** Work required **
Scan the records for the string "kitchen", then copy each line that has it.

** Dataset content **
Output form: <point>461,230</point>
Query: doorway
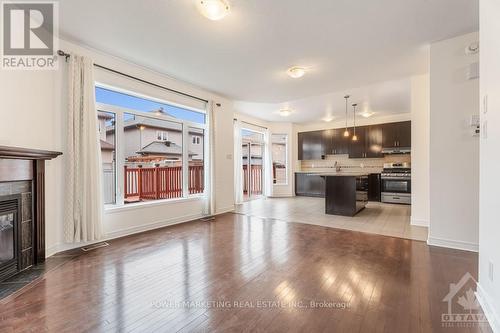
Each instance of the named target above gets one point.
<point>252,149</point>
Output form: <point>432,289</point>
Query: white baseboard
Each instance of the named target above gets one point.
<point>488,309</point>
<point>453,244</point>
<point>419,222</point>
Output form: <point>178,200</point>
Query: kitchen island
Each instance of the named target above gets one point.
<point>345,193</point>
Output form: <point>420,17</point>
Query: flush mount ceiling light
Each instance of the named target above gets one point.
<point>213,9</point>
<point>296,72</point>
<point>285,112</point>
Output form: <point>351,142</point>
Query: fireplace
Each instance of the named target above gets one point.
<point>9,235</point>
<point>22,208</point>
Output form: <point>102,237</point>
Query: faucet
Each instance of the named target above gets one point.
<point>337,166</point>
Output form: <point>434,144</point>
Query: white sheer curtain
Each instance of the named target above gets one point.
<point>238,163</point>
<point>83,195</point>
<point>210,167</point>
<point>268,165</point>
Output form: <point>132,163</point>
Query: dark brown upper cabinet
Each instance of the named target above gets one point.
<point>311,145</point>
<point>371,140</point>
<point>340,143</point>
<point>396,134</point>
<point>357,149</point>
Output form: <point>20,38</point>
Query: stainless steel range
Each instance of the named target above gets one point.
<point>396,183</point>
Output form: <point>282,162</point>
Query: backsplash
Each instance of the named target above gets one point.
<point>374,165</point>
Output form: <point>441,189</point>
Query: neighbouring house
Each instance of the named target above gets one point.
<point>149,141</point>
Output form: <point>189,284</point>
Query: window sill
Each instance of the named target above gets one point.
<point>110,209</point>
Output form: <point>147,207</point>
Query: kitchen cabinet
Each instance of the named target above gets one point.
<point>396,134</point>
<point>340,143</point>
<point>371,140</point>
<point>374,187</point>
<point>309,185</point>
<point>357,149</point>
<point>311,146</point>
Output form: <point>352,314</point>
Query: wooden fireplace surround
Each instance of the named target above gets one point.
<point>18,164</point>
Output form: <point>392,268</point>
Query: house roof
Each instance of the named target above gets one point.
<point>106,145</point>
<point>162,148</point>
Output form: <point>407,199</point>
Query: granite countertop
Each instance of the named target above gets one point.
<point>343,174</point>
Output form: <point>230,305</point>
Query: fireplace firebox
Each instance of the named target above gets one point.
<point>22,208</point>
<point>9,235</point>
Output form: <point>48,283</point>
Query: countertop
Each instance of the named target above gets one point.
<point>343,174</point>
<point>340,173</point>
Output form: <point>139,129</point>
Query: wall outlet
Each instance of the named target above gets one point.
<point>490,271</point>
<point>484,129</point>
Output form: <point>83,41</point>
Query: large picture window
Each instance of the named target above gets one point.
<point>150,150</point>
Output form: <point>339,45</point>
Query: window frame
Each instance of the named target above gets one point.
<point>286,157</point>
<point>119,112</point>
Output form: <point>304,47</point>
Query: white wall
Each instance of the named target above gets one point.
<point>489,225</point>
<point>454,153</point>
<point>32,109</point>
<point>420,117</point>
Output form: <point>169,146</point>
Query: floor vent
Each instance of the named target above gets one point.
<point>94,246</point>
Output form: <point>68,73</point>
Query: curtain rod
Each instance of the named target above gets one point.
<point>246,122</point>
<point>67,55</point>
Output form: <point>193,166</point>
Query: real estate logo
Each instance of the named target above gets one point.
<point>29,35</point>
<point>463,307</point>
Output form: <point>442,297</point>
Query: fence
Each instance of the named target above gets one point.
<point>255,179</point>
<point>161,182</point>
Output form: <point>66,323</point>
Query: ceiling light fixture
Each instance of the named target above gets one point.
<point>296,72</point>
<point>346,132</point>
<point>213,9</point>
<point>285,112</point>
<point>354,136</point>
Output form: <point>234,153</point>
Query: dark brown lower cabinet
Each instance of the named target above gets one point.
<point>309,185</point>
<point>374,187</point>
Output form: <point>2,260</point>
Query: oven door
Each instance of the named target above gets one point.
<point>396,185</point>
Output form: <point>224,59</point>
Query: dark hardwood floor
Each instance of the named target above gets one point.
<point>188,277</point>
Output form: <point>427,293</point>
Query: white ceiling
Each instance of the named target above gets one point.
<point>382,99</point>
<point>345,43</point>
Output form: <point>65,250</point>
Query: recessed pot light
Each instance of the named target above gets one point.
<point>285,112</point>
<point>213,9</point>
<point>296,72</point>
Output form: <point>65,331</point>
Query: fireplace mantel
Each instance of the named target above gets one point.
<point>27,154</point>
<point>24,164</point>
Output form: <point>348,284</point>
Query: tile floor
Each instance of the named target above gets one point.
<point>376,218</point>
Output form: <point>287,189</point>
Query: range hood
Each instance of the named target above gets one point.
<point>396,150</point>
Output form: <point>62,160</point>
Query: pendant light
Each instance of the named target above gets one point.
<point>346,132</point>
<point>354,137</point>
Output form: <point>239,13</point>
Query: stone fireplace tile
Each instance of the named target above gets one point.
<point>21,187</point>
<point>5,188</point>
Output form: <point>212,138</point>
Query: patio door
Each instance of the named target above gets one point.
<point>252,153</point>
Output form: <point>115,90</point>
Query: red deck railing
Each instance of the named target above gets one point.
<point>255,185</point>
<point>161,182</point>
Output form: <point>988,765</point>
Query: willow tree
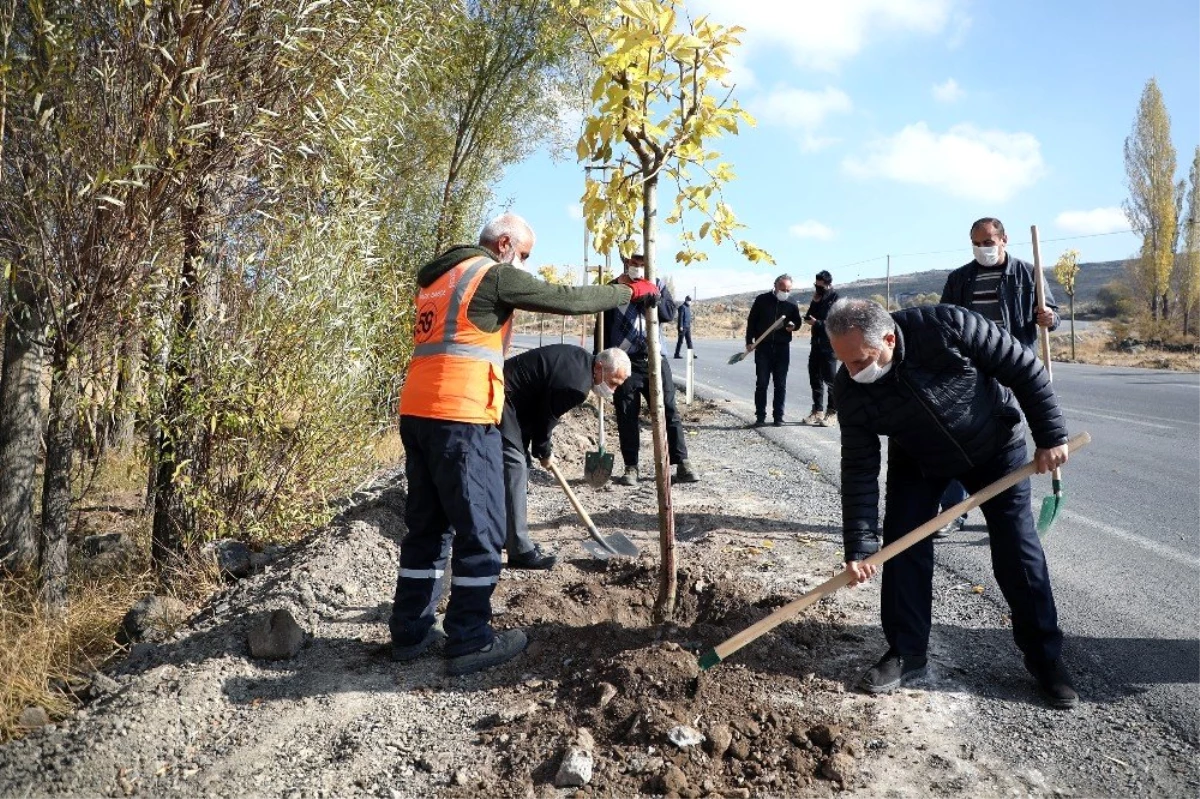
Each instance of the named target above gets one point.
<point>1155,198</point>
<point>1065,271</point>
<point>661,96</point>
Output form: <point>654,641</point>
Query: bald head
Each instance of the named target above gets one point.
<point>509,238</point>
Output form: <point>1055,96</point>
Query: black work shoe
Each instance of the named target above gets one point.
<point>504,647</point>
<point>891,672</point>
<point>684,473</point>
<point>1054,683</point>
<point>436,635</point>
<point>534,559</point>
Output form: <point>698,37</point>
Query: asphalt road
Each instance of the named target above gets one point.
<point>1125,554</point>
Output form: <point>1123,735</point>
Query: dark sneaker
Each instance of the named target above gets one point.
<point>684,473</point>
<point>534,559</point>
<point>1054,684</point>
<point>504,647</point>
<point>892,672</point>
<point>436,635</point>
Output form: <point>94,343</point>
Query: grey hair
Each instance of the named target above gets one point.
<point>505,224</point>
<point>864,314</point>
<point>615,360</point>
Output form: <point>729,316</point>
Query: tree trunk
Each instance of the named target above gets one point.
<point>21,431</point>
<point>57,482</point>
<point>664,607</point>
<point>172,517</point>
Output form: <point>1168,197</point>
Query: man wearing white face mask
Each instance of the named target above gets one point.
<point>1001,288</point>
<point>540,386</point>
<point>947,386</point>
<point>773,355</point>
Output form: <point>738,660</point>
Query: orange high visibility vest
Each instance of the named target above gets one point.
<point>457,370</point>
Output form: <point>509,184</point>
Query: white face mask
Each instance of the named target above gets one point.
<point>871,373</point>
<point>987,256</point>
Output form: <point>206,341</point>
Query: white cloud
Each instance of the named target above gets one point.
<point>1098,220</point>
<point>948,92</point>
<point>823,35</point>
<point>965,161</point>
<point>801,108</point>
<point>811,229</point>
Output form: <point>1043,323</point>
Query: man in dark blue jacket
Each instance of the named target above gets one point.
<point>940,382</point>
<point>684,326</point>
<point>773,355</point>
<point>1001,288</point>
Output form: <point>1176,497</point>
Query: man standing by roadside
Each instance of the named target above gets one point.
<point>624,328</point>
<point>450,409</point>
<point>540,385</point>
<point>684,325</point>
<point>940,383</point>
<point>1001,288</point>
<point>822,362</point>
<point>773,355</point>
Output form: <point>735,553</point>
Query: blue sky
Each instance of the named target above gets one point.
<point>887,126</point>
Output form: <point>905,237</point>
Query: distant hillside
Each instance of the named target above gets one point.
<point>1092,277</point>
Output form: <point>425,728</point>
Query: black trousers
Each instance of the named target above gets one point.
<point>1017,558</point>
<point>683,335</point>
<point>771,362</point>
<point>628,406</point>
<point>822,368</point>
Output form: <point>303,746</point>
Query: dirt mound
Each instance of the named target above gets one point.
<point>654,722</point>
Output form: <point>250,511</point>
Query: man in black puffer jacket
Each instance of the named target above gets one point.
<point>940,382</point>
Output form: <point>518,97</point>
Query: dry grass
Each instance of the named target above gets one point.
<point>42,655</point>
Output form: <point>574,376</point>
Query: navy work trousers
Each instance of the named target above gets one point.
<point>1017,558</point>
<point>455,511</point>
<point>771,362</point>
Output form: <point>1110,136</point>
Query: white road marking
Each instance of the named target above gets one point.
<point>1161,550</point>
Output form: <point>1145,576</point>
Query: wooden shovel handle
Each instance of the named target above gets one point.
<point>792,608</point>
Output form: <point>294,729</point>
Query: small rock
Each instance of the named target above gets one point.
<point>153,618</point>
<point>517,710</point>
<point>275,637</point>
<point>675,780</point>
<point>823,734</point>
<point>839,768</point>
<point>607,694</point>
<point>575,769</point>
<point>719,739</point>
<point>34,718</point>
<point>684,736</point>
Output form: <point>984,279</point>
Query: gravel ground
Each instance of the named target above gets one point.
<point>198,716</point>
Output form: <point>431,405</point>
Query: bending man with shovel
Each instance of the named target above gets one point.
<point>940,383</point>
<point>540,385</point>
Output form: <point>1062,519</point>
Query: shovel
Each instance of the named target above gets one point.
<point>1051,504</point>
<point>761,628</point>
<point>598,466</point>
<point>604,547</point>
<point>735,359</point>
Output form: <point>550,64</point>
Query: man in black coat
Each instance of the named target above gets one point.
<point>684,326</point>
<point>773,355</point>
<point>540,385</point>
<point>822,362</point>
<point>940,383</point>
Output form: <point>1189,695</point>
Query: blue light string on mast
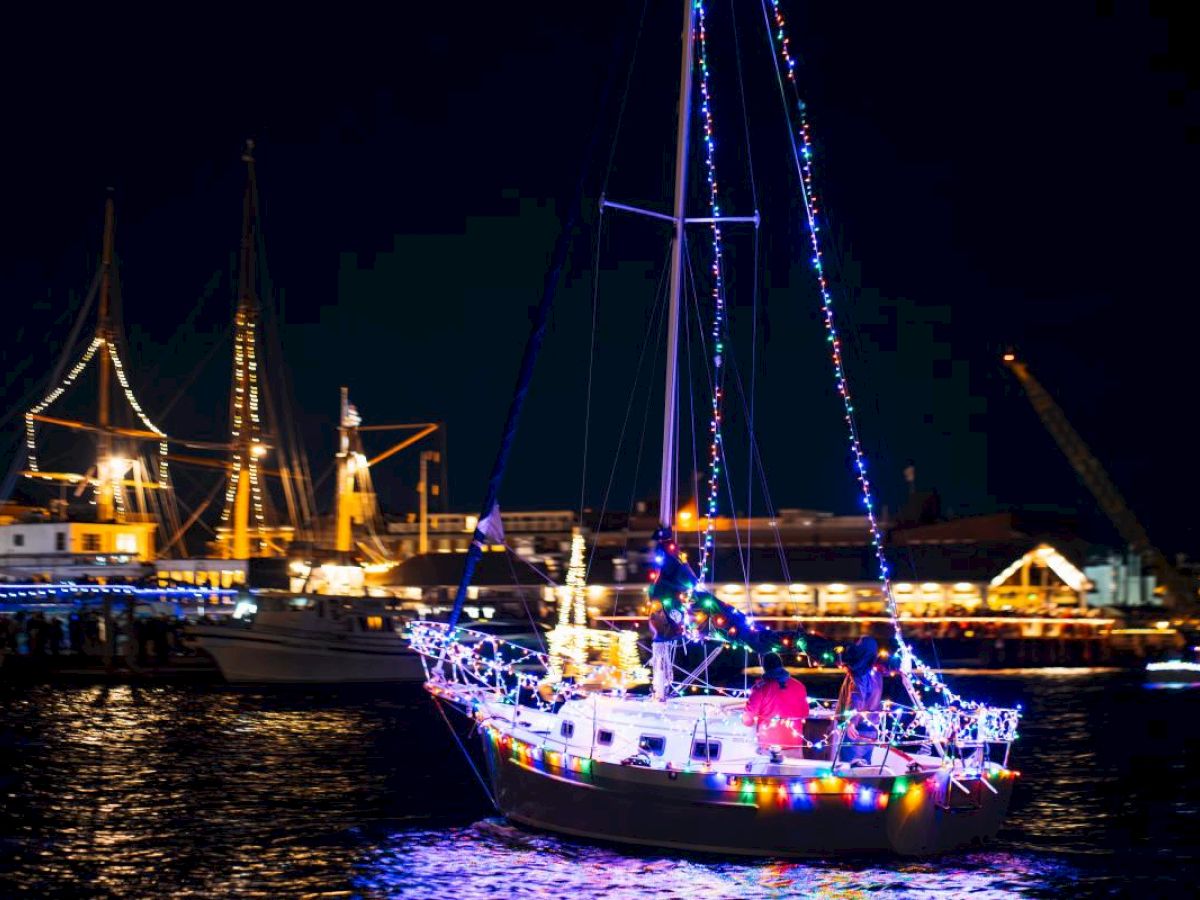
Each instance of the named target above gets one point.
<point>719,312</point>
<point>909,660</point>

** Expected answer **
Query: kitchen island
Query: kitchen cabinet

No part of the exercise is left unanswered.